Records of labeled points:
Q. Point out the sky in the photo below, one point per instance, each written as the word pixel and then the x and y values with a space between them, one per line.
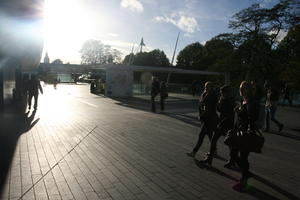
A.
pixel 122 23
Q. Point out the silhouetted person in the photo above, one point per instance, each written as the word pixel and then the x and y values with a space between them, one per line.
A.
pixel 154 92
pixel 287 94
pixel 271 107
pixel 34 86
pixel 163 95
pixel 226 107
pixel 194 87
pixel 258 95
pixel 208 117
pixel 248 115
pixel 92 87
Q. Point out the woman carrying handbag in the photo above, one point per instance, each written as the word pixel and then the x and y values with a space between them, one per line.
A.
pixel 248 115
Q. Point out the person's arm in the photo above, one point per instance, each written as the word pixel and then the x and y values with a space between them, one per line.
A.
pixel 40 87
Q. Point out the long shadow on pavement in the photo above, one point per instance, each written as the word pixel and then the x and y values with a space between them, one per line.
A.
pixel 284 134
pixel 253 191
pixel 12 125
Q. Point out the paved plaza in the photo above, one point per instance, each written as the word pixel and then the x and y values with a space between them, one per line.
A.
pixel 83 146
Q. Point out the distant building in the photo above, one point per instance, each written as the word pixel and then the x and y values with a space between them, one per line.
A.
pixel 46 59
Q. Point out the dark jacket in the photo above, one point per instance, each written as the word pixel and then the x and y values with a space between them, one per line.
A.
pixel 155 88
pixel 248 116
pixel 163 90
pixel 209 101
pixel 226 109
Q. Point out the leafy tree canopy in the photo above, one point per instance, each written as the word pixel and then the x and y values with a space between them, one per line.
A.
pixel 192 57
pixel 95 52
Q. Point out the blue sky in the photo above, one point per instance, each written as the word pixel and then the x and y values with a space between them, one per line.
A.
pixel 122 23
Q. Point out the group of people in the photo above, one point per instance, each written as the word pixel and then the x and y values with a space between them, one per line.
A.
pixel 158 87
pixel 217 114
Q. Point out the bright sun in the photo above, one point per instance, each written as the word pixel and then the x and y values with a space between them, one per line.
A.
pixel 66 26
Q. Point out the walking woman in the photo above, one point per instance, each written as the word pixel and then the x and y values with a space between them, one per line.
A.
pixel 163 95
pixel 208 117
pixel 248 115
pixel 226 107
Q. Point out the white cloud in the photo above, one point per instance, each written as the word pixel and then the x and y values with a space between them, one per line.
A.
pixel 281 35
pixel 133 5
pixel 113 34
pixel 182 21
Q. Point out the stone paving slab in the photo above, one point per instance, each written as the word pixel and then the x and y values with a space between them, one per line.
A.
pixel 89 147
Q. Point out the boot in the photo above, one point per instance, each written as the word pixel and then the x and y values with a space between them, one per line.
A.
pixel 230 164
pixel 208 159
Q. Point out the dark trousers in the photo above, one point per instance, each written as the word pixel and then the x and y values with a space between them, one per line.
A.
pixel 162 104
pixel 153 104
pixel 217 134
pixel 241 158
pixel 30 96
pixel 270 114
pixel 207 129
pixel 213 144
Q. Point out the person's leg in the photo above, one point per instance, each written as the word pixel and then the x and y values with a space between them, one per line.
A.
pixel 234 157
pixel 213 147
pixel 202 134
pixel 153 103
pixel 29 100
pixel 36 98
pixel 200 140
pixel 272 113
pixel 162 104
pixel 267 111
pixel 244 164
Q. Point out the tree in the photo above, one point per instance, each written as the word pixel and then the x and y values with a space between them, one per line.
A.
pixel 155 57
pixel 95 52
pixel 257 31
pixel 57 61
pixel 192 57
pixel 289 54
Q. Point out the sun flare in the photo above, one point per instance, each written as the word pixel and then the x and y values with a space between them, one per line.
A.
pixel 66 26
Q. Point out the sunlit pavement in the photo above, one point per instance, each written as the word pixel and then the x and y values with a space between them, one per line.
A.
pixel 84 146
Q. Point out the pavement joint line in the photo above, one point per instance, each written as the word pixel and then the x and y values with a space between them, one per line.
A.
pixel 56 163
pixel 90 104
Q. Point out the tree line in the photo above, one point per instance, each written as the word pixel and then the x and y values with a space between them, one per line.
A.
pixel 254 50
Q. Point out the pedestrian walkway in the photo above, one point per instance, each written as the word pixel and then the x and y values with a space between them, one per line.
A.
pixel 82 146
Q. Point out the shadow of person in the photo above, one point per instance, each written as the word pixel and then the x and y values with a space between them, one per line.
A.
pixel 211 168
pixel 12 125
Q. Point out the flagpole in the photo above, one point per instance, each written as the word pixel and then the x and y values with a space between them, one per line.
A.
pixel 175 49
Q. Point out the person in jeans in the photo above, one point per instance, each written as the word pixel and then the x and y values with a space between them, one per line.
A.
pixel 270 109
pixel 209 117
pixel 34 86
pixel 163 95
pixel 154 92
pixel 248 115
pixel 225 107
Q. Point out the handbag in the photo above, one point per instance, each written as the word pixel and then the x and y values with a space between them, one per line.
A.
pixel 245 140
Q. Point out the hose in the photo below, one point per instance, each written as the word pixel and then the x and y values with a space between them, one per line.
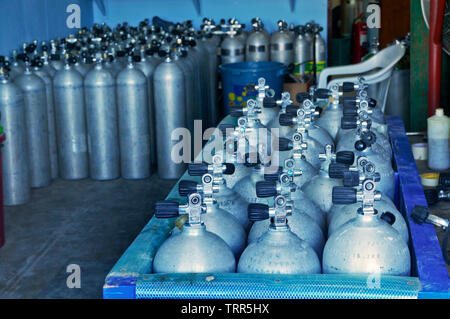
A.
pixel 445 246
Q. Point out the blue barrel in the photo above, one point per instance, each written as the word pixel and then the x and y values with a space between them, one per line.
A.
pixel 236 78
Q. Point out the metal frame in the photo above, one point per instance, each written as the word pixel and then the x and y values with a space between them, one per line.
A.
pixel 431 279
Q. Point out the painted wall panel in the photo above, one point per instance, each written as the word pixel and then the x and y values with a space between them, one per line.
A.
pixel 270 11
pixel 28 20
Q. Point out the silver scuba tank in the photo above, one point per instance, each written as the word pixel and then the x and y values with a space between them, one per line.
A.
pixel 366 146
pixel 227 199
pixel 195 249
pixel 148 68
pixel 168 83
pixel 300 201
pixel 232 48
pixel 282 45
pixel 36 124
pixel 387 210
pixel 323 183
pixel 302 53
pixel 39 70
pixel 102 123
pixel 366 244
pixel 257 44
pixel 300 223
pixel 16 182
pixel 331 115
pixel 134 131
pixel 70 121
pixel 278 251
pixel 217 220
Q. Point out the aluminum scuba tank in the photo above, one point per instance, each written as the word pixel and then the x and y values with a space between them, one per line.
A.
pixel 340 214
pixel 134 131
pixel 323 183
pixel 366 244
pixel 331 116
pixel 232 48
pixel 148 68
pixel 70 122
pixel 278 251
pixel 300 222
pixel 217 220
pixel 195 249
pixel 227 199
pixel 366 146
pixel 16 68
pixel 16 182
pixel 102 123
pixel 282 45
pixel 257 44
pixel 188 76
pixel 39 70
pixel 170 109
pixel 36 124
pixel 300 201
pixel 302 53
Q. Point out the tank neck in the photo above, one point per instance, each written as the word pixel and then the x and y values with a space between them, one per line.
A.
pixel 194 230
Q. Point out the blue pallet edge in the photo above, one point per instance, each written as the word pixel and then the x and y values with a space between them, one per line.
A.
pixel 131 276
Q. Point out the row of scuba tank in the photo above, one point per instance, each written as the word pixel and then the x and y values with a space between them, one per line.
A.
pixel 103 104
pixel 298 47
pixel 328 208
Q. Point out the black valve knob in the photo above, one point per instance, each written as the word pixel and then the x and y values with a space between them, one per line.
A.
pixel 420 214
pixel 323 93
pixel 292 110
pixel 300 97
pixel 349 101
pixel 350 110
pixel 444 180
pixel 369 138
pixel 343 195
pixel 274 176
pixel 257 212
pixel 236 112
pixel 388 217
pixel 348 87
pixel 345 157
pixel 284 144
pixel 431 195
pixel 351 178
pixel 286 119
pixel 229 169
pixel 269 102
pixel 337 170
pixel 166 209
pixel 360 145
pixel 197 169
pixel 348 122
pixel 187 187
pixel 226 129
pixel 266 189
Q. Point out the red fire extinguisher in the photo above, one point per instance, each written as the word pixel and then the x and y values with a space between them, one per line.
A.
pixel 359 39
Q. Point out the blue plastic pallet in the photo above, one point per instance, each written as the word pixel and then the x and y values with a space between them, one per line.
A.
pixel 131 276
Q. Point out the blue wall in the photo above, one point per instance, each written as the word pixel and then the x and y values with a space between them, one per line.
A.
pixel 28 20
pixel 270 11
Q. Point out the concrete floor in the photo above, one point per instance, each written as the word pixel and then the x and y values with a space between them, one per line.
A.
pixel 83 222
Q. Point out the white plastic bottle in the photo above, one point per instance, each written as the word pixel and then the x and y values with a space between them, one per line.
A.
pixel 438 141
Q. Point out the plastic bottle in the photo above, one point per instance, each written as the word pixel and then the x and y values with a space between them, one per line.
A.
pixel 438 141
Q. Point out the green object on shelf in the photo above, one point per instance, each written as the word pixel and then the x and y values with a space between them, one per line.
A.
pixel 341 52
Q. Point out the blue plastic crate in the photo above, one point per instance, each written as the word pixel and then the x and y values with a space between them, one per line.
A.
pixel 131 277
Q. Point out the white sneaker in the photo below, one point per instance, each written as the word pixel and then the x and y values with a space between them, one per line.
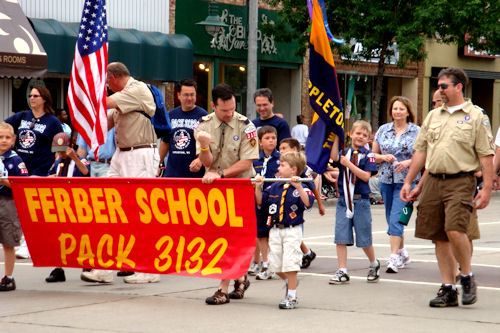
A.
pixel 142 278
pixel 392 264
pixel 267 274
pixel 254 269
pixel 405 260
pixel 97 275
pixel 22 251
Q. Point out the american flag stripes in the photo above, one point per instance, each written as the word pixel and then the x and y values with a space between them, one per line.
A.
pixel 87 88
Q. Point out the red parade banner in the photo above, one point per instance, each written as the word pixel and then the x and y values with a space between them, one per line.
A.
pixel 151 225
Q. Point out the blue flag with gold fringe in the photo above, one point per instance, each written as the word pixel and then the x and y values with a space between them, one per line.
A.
...
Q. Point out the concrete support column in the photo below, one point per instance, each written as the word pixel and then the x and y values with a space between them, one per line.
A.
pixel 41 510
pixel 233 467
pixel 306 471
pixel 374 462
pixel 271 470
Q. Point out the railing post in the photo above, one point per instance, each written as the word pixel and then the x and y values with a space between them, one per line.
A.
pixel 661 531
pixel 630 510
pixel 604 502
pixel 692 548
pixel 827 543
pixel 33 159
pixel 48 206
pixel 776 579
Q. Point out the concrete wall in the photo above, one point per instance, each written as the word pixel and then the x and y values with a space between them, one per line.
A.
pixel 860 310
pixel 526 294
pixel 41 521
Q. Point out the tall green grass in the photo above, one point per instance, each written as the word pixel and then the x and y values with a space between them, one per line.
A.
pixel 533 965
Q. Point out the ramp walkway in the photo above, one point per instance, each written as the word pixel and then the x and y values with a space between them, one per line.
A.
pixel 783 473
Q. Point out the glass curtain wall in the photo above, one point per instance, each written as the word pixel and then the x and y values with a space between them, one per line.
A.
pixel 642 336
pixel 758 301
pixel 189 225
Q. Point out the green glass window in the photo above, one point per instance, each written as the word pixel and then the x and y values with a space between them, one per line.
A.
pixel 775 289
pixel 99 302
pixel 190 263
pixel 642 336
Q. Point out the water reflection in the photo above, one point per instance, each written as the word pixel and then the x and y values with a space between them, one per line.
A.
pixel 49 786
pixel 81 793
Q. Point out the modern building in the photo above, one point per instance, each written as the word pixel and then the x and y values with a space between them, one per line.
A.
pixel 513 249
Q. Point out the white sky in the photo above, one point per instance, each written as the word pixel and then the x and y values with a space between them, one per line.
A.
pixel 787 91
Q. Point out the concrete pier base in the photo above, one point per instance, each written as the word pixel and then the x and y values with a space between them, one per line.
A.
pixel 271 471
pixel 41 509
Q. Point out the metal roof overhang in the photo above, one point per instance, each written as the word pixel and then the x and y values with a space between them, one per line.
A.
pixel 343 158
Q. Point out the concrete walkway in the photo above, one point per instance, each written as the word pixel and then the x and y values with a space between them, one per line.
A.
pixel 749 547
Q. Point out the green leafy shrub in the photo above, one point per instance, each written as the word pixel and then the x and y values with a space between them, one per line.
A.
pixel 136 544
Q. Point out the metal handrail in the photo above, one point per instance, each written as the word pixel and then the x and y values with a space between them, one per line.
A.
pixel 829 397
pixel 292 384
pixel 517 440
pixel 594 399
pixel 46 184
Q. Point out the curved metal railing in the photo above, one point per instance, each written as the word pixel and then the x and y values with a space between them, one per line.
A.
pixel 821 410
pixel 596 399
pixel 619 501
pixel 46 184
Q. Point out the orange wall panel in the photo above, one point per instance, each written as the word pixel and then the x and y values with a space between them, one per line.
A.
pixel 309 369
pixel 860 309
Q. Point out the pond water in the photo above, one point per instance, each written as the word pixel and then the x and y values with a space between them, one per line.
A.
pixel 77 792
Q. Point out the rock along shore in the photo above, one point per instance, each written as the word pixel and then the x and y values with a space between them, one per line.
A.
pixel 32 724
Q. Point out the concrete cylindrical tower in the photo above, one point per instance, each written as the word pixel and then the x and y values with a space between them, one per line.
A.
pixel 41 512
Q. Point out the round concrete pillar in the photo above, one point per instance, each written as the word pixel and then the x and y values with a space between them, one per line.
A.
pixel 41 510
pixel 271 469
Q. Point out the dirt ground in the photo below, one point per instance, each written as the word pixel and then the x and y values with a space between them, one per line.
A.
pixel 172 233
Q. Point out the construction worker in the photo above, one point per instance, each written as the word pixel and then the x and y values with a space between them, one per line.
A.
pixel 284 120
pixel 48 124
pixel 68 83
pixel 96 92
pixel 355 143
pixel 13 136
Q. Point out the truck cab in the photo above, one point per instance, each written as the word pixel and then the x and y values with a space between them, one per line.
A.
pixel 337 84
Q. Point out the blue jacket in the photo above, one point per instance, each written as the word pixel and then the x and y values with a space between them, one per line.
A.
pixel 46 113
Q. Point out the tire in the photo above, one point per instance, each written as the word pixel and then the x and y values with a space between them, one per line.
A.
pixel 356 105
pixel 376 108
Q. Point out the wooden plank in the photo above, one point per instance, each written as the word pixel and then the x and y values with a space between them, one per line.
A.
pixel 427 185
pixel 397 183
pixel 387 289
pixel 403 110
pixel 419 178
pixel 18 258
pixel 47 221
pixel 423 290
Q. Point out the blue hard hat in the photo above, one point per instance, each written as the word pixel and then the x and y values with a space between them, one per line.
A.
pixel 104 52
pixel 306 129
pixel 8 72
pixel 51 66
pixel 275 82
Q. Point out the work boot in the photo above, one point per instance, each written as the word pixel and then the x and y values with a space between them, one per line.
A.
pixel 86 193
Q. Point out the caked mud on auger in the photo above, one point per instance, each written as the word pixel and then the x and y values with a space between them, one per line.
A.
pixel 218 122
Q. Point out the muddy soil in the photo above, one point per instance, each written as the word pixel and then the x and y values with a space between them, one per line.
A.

Work required -
From the lines above, keep only those that contain the word "pallet". Case counts.

Task response -
Q. Point out the blue pallet edge in the photo above, one point per instance, each written as the word pixel and then the x and y values with a space between them, one per line.
Q. Point out the blue plastic pallet in the photo above, one point per instance, each written as the word pixel and then the x and y values with a space between them, one per line.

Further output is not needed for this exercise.